The task: Render the stretch of the material from the line containing "pavement that the sensor captured." through the line containing "[91,142,557,385]", both ends included, as a Markdown table with the columns Row and Line, omitting any blank lines.

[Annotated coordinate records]
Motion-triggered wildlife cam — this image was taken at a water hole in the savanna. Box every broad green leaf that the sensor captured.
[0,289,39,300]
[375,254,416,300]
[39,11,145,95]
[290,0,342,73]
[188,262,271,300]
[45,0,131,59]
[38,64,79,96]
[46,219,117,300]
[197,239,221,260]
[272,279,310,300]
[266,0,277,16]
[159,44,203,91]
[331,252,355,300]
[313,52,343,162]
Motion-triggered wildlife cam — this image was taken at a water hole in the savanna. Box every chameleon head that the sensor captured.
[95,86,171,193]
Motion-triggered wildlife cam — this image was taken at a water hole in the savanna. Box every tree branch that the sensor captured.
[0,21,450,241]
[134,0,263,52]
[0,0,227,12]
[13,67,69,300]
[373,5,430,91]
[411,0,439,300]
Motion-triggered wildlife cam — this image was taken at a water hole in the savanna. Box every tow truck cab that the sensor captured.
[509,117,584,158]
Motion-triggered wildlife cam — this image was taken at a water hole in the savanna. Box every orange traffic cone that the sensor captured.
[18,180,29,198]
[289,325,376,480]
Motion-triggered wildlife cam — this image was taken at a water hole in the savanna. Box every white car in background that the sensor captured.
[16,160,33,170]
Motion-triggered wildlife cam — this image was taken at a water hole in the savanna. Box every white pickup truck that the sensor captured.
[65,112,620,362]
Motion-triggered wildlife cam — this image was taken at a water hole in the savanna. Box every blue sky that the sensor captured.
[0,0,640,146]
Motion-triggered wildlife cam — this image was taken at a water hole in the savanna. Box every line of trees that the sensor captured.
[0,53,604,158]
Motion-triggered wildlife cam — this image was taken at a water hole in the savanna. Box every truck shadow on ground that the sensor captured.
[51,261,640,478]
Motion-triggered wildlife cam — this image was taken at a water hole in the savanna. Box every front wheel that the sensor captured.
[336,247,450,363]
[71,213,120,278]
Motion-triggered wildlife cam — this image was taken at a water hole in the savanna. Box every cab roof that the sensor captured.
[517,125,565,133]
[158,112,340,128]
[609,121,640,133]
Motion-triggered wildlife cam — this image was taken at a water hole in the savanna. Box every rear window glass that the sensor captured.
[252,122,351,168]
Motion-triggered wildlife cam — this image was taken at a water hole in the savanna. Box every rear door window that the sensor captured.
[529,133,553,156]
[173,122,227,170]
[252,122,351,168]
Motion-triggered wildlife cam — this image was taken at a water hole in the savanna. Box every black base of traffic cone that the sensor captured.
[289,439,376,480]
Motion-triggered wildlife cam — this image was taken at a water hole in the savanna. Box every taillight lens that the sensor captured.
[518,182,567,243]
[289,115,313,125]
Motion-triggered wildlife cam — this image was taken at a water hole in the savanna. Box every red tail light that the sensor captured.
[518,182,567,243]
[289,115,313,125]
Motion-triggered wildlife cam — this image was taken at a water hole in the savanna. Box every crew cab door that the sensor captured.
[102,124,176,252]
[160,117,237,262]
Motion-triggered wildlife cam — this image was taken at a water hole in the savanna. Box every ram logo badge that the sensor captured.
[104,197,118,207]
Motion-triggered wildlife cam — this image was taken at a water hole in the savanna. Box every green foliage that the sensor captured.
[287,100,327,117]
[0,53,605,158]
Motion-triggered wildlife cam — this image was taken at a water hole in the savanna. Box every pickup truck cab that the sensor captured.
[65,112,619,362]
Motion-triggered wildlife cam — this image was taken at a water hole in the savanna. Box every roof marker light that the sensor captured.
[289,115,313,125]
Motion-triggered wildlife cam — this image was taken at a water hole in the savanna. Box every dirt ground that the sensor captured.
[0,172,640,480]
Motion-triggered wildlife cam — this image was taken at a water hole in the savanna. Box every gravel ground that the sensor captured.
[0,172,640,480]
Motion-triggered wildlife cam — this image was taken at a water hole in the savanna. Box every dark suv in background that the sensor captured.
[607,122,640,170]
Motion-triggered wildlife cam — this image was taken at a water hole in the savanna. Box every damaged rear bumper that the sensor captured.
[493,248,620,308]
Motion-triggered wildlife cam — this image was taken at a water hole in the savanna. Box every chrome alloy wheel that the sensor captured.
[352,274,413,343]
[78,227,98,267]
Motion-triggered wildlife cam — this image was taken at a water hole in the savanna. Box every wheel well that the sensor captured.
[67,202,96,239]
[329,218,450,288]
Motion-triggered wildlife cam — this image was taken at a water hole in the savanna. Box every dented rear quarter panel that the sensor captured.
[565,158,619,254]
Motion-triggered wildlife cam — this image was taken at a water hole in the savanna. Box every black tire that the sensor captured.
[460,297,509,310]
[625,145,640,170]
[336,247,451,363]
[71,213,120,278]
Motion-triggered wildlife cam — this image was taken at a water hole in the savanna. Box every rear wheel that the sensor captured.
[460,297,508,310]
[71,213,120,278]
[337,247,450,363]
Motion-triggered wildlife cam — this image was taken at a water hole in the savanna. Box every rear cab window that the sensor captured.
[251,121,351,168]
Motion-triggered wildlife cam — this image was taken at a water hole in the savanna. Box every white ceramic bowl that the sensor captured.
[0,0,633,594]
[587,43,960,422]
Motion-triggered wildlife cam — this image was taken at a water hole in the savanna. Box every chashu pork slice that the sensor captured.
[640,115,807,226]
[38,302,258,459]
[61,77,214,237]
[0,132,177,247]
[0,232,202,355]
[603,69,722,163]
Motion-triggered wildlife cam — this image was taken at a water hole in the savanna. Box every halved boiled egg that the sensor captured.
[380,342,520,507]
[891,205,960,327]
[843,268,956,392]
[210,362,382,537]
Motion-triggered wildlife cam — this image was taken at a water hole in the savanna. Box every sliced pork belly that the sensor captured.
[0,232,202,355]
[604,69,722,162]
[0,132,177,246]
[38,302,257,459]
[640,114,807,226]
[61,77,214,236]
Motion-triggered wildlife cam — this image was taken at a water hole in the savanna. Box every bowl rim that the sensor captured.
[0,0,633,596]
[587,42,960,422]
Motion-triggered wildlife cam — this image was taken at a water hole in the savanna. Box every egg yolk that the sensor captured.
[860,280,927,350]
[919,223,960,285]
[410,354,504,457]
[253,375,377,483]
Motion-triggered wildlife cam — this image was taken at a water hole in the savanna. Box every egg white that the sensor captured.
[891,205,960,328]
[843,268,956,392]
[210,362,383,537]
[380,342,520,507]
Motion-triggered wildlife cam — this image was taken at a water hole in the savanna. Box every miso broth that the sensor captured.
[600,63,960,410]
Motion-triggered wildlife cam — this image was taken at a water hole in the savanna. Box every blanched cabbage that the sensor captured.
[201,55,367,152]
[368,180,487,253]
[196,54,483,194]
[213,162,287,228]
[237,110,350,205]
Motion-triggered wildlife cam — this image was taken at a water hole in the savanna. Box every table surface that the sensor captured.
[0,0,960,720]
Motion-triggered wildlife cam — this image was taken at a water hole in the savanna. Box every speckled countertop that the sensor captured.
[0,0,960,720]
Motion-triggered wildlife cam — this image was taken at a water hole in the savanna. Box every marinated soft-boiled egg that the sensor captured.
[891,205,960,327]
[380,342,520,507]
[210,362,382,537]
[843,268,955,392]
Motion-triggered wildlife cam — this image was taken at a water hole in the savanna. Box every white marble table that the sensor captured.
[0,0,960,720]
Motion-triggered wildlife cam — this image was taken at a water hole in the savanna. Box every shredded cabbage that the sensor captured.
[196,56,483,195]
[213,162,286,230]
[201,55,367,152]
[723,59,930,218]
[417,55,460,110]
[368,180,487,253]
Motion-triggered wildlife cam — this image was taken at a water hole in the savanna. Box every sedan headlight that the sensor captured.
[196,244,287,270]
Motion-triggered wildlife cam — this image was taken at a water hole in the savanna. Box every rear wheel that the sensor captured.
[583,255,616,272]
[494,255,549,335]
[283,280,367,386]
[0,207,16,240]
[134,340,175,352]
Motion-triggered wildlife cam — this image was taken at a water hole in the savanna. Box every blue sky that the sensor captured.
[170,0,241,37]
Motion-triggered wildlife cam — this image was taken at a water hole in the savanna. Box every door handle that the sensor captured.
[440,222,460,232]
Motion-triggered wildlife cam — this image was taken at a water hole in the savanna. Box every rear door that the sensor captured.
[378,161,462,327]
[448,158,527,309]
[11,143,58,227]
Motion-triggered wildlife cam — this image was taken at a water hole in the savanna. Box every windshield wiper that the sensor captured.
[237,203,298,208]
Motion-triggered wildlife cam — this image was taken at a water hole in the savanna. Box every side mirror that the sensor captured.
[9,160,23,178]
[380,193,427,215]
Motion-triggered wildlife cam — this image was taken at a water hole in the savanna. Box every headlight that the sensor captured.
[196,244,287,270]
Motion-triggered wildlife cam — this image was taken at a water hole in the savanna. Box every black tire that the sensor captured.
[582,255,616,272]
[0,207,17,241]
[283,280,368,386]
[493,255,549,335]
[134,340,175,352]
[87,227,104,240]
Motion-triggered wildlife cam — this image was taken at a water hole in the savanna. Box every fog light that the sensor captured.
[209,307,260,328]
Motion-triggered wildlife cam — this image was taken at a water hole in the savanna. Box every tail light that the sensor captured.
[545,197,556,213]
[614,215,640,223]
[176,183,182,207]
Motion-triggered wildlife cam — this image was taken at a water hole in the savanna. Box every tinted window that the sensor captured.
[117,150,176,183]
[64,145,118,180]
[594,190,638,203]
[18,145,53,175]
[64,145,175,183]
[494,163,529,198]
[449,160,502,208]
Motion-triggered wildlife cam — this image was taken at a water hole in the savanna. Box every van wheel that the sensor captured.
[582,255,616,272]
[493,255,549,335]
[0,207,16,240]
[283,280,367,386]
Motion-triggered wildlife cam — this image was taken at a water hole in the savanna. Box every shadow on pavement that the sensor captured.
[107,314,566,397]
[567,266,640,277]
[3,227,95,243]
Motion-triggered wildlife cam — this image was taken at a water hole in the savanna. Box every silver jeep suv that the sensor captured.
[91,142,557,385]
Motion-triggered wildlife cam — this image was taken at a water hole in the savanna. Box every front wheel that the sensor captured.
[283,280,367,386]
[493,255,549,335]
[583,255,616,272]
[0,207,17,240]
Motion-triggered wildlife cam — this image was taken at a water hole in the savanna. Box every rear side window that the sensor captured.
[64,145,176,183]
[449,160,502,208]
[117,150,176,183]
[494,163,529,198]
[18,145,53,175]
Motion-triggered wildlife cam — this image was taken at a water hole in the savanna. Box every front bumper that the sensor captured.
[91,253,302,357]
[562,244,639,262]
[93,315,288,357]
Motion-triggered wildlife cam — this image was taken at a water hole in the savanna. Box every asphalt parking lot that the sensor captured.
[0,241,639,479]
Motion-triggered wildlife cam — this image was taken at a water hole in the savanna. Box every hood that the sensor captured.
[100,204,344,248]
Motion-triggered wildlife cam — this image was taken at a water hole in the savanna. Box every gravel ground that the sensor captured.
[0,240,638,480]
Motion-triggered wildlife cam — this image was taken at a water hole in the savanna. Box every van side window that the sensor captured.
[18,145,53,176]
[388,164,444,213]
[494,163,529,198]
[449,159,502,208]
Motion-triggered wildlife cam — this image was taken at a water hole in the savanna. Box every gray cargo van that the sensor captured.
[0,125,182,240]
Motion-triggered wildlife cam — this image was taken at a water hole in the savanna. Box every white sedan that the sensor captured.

Expected output:
| Row | Line |
|---|---|
| 1 | Motion-triggered wildlife cam — this image was taken at a water hole in the savanna. Box every shadow on pavement that the sensor captured. |
| 2 | [107,314,566,397] |
| 3 | [567,266,640,277] |
| 4 | [3,227,95,243] |
| 5 | Motion-triggered wildlife cam — this image was taken at a water hole in the savanna. Box every silver jeep suv that the sensor captured. |
| 6 | [91,142,557,385] |